▶ [Goal of the exercise]: What do the lines from the top of the data through the line with "TARGET: the firefighter boot" say? Quote them exactly and include both ends.

Top of Data shown

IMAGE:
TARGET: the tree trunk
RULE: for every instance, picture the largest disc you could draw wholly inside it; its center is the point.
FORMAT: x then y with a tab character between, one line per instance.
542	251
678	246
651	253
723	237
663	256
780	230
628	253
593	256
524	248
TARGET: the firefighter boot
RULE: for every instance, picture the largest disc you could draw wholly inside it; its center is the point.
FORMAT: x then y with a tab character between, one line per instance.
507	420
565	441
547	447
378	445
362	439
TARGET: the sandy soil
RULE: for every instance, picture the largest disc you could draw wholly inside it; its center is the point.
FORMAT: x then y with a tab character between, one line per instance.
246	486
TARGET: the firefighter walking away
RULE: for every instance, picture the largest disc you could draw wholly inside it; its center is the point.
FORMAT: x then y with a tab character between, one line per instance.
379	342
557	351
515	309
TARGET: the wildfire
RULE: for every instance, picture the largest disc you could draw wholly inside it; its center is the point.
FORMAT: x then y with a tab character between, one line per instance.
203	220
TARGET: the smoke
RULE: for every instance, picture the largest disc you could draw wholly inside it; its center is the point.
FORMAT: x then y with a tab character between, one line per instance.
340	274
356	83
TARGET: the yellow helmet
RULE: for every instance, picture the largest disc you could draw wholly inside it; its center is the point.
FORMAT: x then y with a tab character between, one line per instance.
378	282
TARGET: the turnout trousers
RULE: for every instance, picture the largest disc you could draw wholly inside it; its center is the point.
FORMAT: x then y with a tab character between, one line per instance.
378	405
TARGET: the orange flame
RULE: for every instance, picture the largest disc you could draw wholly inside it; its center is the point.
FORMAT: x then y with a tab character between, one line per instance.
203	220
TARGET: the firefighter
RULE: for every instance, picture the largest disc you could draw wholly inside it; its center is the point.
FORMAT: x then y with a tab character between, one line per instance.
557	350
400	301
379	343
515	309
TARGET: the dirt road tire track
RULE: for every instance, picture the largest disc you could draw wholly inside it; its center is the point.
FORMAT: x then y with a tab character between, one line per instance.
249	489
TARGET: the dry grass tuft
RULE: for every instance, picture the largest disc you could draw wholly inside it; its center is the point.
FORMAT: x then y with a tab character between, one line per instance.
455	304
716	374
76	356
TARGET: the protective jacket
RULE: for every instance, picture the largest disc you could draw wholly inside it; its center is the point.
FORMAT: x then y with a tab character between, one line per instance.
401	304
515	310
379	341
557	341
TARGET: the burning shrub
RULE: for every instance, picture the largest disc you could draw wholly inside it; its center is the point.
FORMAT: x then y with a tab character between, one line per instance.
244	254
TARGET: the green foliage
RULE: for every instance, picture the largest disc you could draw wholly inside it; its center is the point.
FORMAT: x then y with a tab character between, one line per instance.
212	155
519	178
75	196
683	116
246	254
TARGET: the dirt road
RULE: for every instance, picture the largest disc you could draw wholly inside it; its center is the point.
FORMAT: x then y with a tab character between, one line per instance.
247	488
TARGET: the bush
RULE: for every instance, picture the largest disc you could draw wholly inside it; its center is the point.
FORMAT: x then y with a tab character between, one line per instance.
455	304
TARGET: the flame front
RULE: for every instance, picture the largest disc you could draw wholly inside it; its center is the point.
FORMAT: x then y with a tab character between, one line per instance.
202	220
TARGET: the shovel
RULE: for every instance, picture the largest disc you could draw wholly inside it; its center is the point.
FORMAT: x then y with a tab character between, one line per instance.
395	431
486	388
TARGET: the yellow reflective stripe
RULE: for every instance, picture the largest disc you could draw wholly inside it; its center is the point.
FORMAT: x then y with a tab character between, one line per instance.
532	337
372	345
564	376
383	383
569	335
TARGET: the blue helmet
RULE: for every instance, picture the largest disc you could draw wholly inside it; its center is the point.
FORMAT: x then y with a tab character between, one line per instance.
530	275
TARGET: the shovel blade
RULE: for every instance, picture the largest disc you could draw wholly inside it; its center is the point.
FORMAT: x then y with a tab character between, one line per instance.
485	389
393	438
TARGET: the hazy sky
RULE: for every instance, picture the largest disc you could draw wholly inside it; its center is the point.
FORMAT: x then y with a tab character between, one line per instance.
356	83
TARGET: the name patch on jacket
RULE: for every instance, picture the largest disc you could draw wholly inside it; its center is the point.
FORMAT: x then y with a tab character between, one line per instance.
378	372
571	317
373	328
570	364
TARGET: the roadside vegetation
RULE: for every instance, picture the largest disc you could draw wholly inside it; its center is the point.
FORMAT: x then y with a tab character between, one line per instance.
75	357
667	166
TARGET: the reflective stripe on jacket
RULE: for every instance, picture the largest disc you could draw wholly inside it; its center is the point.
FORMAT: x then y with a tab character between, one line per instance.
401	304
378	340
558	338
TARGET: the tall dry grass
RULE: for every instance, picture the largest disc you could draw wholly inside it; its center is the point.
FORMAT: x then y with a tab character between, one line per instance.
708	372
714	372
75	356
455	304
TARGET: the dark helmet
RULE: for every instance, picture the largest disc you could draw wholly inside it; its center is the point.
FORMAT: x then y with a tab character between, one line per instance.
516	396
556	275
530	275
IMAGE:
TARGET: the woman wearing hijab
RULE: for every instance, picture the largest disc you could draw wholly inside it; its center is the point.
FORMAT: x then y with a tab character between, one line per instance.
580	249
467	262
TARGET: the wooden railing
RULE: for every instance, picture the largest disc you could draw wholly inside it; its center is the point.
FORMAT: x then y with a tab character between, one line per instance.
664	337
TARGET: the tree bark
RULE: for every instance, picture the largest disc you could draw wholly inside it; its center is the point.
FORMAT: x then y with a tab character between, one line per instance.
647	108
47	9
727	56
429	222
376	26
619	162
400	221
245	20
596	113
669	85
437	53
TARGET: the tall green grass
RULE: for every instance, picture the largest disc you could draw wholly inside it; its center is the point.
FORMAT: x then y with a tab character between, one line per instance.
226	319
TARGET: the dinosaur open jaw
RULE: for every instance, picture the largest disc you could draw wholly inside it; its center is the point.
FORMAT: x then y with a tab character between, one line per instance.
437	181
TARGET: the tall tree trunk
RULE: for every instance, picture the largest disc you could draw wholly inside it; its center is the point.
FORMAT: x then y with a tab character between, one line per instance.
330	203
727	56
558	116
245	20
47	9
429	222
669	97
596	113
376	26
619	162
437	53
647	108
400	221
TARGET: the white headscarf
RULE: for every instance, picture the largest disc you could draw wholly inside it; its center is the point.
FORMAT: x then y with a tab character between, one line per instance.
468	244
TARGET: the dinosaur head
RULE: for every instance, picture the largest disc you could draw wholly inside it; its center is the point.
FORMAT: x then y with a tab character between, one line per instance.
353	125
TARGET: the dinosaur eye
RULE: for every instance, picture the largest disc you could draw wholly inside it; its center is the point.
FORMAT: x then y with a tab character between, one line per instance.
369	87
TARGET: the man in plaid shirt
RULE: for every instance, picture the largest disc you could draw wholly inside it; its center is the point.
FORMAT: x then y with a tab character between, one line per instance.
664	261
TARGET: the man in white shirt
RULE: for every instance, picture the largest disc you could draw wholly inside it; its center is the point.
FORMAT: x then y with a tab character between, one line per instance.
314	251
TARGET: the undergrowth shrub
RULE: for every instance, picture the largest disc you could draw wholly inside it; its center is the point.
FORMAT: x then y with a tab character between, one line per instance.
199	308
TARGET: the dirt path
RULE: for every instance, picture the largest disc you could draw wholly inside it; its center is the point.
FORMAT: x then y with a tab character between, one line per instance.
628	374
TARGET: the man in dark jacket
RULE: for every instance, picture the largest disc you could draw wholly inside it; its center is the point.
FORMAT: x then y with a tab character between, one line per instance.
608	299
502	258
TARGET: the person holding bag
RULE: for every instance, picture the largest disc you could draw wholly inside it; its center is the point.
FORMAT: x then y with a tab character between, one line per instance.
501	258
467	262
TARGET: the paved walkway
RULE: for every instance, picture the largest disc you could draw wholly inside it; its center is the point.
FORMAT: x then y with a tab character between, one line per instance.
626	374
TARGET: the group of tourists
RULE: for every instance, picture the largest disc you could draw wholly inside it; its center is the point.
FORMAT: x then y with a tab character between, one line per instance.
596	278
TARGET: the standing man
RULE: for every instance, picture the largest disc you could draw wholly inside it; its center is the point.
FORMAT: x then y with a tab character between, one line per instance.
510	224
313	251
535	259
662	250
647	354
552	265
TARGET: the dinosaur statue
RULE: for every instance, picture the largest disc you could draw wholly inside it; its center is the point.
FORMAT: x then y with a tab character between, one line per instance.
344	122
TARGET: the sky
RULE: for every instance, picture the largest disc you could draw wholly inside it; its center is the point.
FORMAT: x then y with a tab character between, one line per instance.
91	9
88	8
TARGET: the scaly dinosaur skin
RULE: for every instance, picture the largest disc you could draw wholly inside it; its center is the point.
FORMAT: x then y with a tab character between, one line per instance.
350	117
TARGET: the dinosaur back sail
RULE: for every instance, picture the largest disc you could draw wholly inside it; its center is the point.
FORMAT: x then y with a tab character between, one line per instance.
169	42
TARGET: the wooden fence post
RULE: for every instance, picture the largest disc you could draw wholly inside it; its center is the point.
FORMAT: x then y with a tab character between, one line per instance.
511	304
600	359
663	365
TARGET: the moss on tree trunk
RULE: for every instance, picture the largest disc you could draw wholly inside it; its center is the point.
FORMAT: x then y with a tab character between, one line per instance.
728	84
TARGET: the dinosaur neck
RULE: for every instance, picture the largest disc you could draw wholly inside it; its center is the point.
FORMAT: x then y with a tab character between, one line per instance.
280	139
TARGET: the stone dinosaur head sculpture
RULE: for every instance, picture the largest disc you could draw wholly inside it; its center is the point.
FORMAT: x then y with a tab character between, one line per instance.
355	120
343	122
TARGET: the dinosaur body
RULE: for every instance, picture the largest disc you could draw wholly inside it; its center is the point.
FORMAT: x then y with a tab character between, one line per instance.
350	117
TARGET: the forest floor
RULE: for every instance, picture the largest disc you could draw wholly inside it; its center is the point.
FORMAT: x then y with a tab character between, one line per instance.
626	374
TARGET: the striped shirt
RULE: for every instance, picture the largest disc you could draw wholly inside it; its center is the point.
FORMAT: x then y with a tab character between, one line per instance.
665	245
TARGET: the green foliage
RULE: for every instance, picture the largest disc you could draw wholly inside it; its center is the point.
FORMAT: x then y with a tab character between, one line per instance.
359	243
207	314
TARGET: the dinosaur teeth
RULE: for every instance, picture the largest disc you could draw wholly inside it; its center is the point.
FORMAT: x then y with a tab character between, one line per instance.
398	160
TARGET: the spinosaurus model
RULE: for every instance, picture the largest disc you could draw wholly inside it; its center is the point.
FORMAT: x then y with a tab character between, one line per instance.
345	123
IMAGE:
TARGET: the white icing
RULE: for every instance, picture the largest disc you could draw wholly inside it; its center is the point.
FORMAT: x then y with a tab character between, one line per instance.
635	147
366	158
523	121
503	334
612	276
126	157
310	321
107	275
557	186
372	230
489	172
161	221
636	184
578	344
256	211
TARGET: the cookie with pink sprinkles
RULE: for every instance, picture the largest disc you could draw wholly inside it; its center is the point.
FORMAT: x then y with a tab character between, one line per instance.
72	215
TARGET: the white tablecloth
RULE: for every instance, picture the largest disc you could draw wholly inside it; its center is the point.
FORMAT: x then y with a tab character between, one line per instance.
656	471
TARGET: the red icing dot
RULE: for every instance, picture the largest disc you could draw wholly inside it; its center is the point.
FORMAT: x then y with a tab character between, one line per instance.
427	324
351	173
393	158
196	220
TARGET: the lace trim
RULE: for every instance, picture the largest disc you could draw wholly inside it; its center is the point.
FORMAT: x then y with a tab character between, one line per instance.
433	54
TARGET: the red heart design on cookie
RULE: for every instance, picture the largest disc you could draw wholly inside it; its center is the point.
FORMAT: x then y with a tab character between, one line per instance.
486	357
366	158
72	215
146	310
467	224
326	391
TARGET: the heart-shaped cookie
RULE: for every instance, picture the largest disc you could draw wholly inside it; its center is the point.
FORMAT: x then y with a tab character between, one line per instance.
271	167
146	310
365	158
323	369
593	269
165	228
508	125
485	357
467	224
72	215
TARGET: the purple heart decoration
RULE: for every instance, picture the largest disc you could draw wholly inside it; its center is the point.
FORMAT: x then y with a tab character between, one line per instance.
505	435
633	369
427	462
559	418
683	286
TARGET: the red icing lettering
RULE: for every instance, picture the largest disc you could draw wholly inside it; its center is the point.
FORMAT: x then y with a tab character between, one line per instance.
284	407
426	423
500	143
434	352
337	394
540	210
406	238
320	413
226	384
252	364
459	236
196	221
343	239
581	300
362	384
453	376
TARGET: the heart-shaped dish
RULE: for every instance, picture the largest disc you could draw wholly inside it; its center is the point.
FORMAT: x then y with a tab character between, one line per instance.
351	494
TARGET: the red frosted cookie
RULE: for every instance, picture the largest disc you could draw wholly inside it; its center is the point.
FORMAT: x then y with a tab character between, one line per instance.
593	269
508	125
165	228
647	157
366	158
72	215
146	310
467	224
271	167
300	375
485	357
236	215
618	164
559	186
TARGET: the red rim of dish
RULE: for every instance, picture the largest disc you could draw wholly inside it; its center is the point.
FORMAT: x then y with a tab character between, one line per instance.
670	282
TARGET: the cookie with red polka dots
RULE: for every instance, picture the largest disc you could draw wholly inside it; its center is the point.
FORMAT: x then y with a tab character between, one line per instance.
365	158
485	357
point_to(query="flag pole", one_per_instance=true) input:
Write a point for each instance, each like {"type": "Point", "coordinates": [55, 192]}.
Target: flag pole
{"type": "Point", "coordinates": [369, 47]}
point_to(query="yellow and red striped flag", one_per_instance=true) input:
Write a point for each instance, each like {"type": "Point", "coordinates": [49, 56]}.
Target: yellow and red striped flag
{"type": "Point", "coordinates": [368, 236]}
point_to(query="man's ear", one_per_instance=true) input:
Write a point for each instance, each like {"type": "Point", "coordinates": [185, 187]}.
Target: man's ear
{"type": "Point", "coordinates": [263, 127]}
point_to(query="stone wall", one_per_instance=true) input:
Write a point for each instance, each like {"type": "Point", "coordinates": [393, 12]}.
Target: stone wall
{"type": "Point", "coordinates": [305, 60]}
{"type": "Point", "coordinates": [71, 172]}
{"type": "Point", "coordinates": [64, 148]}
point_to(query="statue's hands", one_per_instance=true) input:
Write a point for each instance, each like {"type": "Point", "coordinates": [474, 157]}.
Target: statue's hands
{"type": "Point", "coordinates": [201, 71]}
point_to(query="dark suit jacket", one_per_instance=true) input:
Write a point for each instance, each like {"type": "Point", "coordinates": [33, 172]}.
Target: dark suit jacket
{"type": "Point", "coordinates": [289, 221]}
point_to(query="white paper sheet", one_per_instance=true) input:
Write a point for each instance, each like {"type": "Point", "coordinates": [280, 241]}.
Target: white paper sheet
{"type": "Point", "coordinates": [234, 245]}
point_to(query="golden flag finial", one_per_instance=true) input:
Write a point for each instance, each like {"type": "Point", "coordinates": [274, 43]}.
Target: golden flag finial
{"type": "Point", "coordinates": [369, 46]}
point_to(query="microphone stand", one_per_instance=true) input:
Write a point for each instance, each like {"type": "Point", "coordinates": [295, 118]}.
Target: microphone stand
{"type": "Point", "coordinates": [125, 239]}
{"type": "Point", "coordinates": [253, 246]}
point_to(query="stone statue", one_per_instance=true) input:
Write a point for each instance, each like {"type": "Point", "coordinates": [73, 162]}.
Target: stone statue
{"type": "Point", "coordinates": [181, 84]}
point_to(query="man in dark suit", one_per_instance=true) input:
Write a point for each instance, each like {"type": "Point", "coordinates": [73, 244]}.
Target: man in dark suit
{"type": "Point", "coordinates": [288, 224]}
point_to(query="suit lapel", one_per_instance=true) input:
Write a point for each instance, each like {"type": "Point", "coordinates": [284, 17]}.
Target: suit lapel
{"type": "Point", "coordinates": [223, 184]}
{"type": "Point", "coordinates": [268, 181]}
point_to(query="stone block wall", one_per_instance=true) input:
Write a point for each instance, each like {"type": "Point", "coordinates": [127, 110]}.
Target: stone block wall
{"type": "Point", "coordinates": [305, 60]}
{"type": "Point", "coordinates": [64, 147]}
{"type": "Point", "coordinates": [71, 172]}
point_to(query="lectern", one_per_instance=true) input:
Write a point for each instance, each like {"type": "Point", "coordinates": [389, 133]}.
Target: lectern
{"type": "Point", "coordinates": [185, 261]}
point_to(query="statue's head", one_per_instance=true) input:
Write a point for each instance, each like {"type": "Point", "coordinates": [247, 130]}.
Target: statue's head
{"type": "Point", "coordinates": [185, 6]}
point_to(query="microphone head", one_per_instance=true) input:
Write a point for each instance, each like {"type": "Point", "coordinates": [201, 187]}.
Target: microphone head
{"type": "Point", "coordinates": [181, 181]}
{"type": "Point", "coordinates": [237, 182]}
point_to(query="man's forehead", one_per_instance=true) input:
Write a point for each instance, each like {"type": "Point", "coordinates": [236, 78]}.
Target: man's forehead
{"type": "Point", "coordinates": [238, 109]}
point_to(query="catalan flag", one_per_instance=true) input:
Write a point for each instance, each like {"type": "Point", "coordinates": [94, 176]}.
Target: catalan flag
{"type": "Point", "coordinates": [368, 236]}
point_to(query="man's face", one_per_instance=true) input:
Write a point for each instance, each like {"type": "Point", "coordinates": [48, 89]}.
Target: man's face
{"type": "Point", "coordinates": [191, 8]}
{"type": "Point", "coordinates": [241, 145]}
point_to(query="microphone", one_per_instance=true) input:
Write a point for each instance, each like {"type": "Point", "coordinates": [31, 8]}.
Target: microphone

Bottom of Data shown

▶ [Written solution]:
IMAGE:
TARGET: the tree trunk
RULE: for every instance, picture the largest disc you could draw wholly inside it; its center is the point.
FORMAT: x then y with a tab character between, one line per instance.
542	251
678	246
651	253
723	237
663	256
780	230
628	253
593	256
524	248
TARGET: the firefighter boot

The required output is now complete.